### Exercise brief:
Could you gather every row below that contains the word "saucer" and copy each of those rows out in full?
-- Start of Excerpted data --
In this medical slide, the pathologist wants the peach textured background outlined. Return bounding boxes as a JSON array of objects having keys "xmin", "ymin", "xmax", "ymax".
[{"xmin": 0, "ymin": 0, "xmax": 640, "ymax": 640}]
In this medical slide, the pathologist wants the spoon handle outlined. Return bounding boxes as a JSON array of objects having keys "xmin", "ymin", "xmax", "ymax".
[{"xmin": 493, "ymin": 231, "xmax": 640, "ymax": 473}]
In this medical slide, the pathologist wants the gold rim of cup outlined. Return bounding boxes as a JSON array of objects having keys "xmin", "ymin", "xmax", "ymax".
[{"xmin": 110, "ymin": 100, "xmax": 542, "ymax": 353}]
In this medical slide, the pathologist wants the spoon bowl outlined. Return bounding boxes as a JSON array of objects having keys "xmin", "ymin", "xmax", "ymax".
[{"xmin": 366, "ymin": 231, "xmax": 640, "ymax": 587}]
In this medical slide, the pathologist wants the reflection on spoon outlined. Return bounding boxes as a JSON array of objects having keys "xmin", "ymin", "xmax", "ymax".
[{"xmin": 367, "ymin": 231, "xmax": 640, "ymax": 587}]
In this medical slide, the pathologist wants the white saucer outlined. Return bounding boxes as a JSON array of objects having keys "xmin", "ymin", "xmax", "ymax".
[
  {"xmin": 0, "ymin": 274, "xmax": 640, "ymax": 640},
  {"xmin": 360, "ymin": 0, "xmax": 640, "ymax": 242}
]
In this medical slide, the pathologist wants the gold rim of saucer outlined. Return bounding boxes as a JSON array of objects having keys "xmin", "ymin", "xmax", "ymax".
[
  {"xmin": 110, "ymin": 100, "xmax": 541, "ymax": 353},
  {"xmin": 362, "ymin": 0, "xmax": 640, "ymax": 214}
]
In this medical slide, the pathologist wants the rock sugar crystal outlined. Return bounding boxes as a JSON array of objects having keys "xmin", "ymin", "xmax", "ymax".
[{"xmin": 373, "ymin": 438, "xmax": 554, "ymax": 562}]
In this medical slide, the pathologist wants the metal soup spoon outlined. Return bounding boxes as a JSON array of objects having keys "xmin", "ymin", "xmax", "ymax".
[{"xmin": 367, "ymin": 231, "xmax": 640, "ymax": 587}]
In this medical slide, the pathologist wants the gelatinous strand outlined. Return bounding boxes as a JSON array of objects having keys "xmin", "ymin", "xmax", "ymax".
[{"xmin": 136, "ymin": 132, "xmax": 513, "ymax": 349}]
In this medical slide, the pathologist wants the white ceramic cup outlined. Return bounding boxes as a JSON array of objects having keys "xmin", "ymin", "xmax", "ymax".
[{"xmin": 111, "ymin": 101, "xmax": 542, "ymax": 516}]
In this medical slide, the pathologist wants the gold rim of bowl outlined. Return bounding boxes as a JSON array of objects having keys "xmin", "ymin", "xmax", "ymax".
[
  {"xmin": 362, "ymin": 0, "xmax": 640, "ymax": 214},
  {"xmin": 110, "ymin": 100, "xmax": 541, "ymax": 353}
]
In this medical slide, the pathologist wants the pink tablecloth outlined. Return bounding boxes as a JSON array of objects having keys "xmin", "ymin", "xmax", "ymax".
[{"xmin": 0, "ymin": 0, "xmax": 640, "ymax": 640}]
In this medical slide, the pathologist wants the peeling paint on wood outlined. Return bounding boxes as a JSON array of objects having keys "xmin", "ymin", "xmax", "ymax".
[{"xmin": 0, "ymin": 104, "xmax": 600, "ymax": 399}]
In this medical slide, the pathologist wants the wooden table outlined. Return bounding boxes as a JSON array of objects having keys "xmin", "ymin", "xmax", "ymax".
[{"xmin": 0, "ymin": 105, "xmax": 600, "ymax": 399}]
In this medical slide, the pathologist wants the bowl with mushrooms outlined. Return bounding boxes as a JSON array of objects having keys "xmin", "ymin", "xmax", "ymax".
-- End of Excerpted data --
### Task result:
In this medical slide, the pathologist wants the white saucer outlined. Return bounding boxes as a JSON array of objects having keys "xmin", "ymin", "xmax", "ymax".
In this medical slide, the pathologist wants the gold rim of saucer outlined. Return bounding boxes as a JSON array of objects having keys "xmin", "ymin", "xmax", "ymax".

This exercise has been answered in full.